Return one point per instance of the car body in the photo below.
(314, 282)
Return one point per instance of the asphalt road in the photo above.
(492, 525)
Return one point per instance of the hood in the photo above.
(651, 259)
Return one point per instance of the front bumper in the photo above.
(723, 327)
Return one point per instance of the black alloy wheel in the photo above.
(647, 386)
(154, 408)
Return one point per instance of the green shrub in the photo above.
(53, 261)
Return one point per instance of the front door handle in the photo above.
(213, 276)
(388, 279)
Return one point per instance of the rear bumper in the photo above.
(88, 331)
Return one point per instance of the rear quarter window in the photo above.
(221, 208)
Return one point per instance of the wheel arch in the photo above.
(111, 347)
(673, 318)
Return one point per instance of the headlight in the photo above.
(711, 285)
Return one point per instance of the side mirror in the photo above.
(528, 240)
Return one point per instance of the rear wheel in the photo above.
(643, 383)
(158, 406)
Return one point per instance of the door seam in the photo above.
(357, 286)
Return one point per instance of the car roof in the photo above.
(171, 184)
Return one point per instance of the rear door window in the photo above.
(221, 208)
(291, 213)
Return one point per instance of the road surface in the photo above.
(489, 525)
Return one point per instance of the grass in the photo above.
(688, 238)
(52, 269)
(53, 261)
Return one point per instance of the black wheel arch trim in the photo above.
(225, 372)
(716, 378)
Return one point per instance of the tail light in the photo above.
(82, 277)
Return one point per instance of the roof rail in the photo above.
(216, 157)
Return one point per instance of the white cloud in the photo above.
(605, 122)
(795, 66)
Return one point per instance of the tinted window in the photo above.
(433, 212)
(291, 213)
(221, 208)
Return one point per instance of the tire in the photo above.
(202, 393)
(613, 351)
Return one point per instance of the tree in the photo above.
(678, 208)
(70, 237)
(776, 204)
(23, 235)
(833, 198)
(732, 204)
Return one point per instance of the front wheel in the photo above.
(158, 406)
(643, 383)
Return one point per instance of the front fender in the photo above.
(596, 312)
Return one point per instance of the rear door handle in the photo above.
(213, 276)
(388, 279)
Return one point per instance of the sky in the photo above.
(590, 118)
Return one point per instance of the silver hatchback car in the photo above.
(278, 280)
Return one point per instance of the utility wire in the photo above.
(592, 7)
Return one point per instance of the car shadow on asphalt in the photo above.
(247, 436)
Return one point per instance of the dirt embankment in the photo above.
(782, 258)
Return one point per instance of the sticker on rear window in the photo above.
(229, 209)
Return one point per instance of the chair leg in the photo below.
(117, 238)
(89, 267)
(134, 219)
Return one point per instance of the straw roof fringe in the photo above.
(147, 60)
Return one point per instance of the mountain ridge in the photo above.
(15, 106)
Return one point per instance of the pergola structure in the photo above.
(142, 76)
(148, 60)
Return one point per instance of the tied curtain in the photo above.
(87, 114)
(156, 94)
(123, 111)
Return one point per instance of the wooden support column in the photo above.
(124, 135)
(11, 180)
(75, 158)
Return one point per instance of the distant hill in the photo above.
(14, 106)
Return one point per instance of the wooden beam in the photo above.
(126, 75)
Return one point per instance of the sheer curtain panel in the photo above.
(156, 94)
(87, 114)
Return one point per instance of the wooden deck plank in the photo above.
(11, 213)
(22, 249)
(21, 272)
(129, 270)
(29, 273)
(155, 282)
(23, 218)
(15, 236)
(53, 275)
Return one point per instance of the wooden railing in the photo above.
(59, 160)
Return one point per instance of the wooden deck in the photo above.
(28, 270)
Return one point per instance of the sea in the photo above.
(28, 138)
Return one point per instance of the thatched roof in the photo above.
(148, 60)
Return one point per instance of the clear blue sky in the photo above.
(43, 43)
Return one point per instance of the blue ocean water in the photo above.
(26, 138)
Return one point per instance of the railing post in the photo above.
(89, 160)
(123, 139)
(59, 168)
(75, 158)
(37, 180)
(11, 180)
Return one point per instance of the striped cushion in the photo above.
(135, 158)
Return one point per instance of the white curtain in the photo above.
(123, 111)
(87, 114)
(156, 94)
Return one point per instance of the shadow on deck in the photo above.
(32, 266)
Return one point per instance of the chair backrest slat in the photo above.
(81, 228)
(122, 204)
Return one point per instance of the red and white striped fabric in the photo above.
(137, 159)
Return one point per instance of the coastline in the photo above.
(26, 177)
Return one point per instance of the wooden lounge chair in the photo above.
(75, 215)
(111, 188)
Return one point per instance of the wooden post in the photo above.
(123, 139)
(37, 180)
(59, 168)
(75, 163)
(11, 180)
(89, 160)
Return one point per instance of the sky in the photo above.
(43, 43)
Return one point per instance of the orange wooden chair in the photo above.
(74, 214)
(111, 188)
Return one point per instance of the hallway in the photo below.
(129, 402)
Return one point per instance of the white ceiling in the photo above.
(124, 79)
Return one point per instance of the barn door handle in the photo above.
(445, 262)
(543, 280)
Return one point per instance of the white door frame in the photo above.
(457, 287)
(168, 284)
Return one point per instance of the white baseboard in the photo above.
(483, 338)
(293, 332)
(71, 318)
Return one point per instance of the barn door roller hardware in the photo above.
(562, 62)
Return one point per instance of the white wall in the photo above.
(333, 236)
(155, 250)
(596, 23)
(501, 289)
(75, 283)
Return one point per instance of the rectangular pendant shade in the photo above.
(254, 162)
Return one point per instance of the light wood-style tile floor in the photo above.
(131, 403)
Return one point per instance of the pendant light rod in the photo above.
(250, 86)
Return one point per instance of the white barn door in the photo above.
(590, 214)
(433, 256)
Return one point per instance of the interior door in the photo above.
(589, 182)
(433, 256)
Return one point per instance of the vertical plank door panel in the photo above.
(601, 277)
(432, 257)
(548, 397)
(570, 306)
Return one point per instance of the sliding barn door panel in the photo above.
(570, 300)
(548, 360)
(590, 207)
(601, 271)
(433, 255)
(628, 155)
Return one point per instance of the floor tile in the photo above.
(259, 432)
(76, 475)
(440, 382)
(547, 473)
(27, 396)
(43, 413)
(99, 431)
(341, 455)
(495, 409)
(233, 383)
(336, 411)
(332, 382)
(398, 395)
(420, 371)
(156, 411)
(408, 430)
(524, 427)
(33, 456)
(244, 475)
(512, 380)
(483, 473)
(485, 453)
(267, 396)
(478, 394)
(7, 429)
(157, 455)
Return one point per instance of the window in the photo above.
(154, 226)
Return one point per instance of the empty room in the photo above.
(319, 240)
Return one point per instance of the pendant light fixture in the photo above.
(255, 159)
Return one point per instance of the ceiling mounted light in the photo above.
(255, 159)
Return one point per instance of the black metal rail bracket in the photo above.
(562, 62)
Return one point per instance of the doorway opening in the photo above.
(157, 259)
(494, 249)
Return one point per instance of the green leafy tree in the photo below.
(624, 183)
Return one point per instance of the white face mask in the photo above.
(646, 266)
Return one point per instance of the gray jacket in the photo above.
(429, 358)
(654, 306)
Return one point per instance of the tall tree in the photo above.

● ● ● ● ●

Working from the material above, retype it in its entirety without change.

Return one point per instance of the car body in the photo below.
(314, 282)
Return one point per instance of the asphalt road in the photo above.
(492, 525)
Return one point per instance of the hood in the photo above.
(651, 259)
Return one point per instance of the front bumper in the photo above.
(723, 327)
Return one point per instance of the black alloy wheel in the photo above.
(647, 386)
(154, 408)
Return one point per instance of the green shrub in the photo above.
(53, 261)
Return one point per instance of the front door handle in the photo above.
(213, 276)
(388, 279)
Return one point per instance of the rear bumper in the photo above.
(88, 331)
Return one point per instance of the rear quarter window in the photo above.
(221, 208)
Return one point per instance of the wheel arch in the photo above.
(111, 347)
(673, 318)
Return one point per instance of the headlight in the photo above.
(711, 285)
Return one point per instance of the side mirror in the photo above.
(528, 240)
Return one point per instance of the rear wheel in the photo above.
(643, 383)
(158, 406)
Return one point per instance of the door seam in the photo above.
(357, 286)
Return one point per instance of the car roof in the photo above.
(171, 184)
Return one point per instance of the rear door window in the photo above.
(221, 208)
(291, 213)
Return one point per instance of the road surface in the photo above.
(489, 525)
Return one point per instance of the grass in the photo above.
(688, 238)
(52, 269)
(53, 261)
Return one point per instance of the black wheel arch trim in the photo above.
(225, 372)
(716, 378)
Return one point per instance of the tail light in the photo above.
(82, 277)
Return one point per instance of the roof rail in the photo above.
(216, 157)
Return one point per instance of the white cloud in the photo above.
(605, 122)
(795, 66)
Return one point per instance of the tinted window in the photo above.
(433, 212)
(291, 213)
(221, 208)
Return one point per instance of the tire in the photo above.
(202, 393)
(613, 351)
Return one point per instance of the tree in the photo above.
(678, 208)
(70, 237)
(776, 204)
(23, 235)
(833, 198)
(732, 204)
Return one point per instance of the front wheel in the photo above.
(158, 406)
(643, 383)
Return one point per instance of the front fender in the photo above.
(596, 312)
Return one point per instance of the rear door handle in the photo above.
(213, 276)
(388, 279)
Return one point per instance of the sky in the photo above.
(590, 118)
Return one point per instance of the silver hatchback car in the photo above.
(278, 280)
Return one point per instance of the utility wire in the photo above.
(592, 7)
Return one point per instance of the car shadow on asphalt in the photo above.
(247, 436)
Return one point per instance of the dirt embankment in the photo above.
(782, 258)
Return one point per instance of the sticker on rear window in the photo above.
(229, 209)
Return one point per instance of the chair leg in the photo below.
(117, 238)
(89, 267)
(134, 219)
Return one point per instance of the straw roof fringe in the photo above.
(147, 60)
Return one point per instance of the mountain ridge in the photo above.
(15, 106)
Return one point per instance of the pergola structure in the photo above.
(142, 76)
(148, 60)
Return one point per instance of the tied curtain in the photo above.
(87, 114)
(156, 94)
(123, 111)
Return one point per instance of the wooden support column in the photo above.
(124, 135)
(11, 180)
(75, 158)
Return one point per instance of the distant hill in the photo above.
(14, 106)
Return one point per instance of the wooden beam in the photo above.
(126, 75)
Return one point per instance of the sheer curtain panel in the photo above.
(156, 94)
(87, 114)
Return one point per instance of the wooden deck plank in the photo above.
(11, 213)
(22, 249)
(21, 272)
(129, 270)
(29, 273)
(155, 282)
(23, 218)
(15, 236)
(53, 275)
Return one point per instance of the wooden railing in the photo above.
(59, 160)
Return one point per instance of the wooden deck in the photo above.
(28, 270)
Return one point per instance of the sea in the photo above.
(28, 138)
Return one point per instance of the thatched roof in the photo above.
(148, 60)
Return one point per instance of the clear blue sky in the photo above.
(43, 43)
Return one point per instance of the blue ocean water in the photo above.
(26, 138)
Return one point per instance of the railing post in the photo above.
(89, 160)
(123, 139)
(59, 168)
(75, 158)
(37, 180)
(11, 180)
Return one point per instance of the striped cushion in the photo above.
(135, 158)
Return one point per instance of the white curtain in the photo above.
(123, 111)
(87, 114)
(156, 94)
Return one point per instance of the shadow on deck in the photo above.
(32, 266)
Return one point per instance of the chair backrest slat in the photo above.
(81, 228)
(122, 204)
Return one point per instance of the red and white striped fabric in the photo above.
(137, 159)
Return one point per instance of the coastline in the photo above.
(26, 177)
Return one point per instance of the wooden lounge chair in the photo above.
(75, 215)
(111, 188)
Return one point per instance of the wooden post in the photo above.
(123, 139)
(37, 180)
(59, 168)
(75, 163)
(11, 180)
(89, 160)
Return one point per instance of the sky in the photo above.
(43, 43)
Return one point per instance of the orange wooden chair in the photo above.
(74, 214)
(111, 188)
Return one point per instance of the hallway in the photo below.
(129, 402)
Return one point per instance of the white ceiling in the photo above.
(124, 79)
Return one point per instance of the barn door handle in the photo above.
(445, 262)
(543, 280)
Return one point per instance of the white door frame in the photo above.
(457, 287)
(168, 284)
Return one point per instance of the white baseboard in the photo above.
(483, 338)
(293, 332)
(71, 318)
Return one point per instance of the barn door roller hardware in the photo above.
(562, 62)
Return one point per instance of the white wall in the photo above.
(333, 236)
(155, 250)
(596, 23)
(501, 289)
(75, 283)
Return one point per instance of the rectangular pendant shade in the photo above.
(254, 162)
Return one point per instance of the light wood-style tile floor in the photo above.
(131, 403)
Return one point per instance of the pendant light rod in the photo above.
(250, 86)
Return one point per instance of the white barn door in the photo above.
(590, 214)
(433, 256)
Return one point per instance of the interior door in the photo above.
(589, 182)
(433, 256)
Return one point per instance of the vertical plank door panel in the photo above.
(601, 277)
(432, 257)
(548, 397)
(570, 306)
Return one point per instance of the sliding barn door panel in the photo above.
(570, 300)
(548, 360)
(590, 207)
(601, 271)
(433, 255)
(628, 155)
Return one point per instance of the floor tile in the photo above.
(259, 432)
(76, 475)
(440, 382)
(547, 473)
(27, 396)
(43, 413)
(99, 431)
(341, 455)
(495, 409)
(233, 383)
(336, 411)
(332, 382)
(398, 395)
(420, 371)
(156, 411)
(408, 430)
(524, 427)
(33, 456)
(244, 475)
(512, 380)
(483, 473)
(485, 453)
(267, 396)
(478, 394)
(7, 429)
(157, 455)
Return one point per instance of the window in the photo above.
(154, 226)
Return one point per instance of the empty room in the photo above.
(319, 240)
Return one point per instance of the pendant light fixture in the photo above.
(255, 159)
Return one point per instance of the ceiling mounted light in the photo above.
(255, 159)
Return one point per instance of the black metal rail bracket in the photo above.
(562, 62)
Return one point per instance of the doorway opening in the photo above.
(157, 259)
(494, 249)
Return one point per instance of the green leafy tree in the photo below.
(624, 183)
Return one point per instance of the white face mask in the photo above.
(646, 266)
Return one point per instance of the gray jacket in the photo above.
(429, 358)
(654, 306)
Return one point per instance of the tall tree in the photo above.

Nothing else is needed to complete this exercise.